» Given information:
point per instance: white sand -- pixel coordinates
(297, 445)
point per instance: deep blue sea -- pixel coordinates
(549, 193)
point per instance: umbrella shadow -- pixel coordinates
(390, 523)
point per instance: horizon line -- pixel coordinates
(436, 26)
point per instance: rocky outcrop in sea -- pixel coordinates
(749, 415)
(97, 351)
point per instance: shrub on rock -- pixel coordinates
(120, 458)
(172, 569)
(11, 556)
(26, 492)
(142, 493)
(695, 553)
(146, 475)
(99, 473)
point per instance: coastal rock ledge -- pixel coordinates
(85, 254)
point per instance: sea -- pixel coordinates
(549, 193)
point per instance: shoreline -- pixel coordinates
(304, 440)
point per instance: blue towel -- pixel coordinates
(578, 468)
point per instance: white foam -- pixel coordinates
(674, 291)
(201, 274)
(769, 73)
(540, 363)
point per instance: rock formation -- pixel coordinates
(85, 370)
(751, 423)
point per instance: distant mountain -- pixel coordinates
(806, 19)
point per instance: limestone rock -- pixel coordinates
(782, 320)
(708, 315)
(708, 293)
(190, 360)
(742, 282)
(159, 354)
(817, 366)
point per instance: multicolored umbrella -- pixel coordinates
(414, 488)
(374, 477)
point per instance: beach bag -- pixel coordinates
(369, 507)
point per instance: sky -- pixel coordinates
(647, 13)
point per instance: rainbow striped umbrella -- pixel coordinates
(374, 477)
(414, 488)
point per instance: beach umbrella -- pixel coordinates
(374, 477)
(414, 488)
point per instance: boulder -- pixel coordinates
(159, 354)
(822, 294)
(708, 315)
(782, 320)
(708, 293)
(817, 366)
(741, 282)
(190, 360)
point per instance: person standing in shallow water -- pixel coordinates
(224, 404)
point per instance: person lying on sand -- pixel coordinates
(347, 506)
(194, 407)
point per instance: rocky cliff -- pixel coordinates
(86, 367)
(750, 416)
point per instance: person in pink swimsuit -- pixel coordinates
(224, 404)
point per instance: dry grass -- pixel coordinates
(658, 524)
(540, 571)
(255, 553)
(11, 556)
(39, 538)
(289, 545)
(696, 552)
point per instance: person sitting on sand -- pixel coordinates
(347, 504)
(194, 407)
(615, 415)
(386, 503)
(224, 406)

» Instructions for the task: Can you write out the data again from the line containing "point per instance: rocky cliff" through the end, adding 37 to each pixel coordinate and leaving every other line unchanged?

» Task solution:
point per instance: rocky cliff -- pixel coordinates
(123, 404)
(787, 453)
point per instance: person in pink swimsuit -- pixel coordinates
(261, 441)
point per instance: dry grass -- pixel coordinates
(695, 561)
(577, 608)
(292, 590)
(48, 593)
(76, 575)
(326, 582)
(733, 589)
point per instance: person sitting on sand -- pixel coordinates
(384, 541)
(231, 444)
(652, 452)
(423, 540)
(261, 443)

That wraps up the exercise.